## EXCERPTED RECORDS
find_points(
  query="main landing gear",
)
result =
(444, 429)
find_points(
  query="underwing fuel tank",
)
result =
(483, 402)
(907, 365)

## YOUR GOAL
Reproduce every one of the lines above without changing a single character.

## RESPONSE TO THE TASK
find_points(
  query="main landing gear",
)
result =
(444, 429)
find_points(
  query="underwing fuel tank",
)
result =
(483, 402)
(907, 365)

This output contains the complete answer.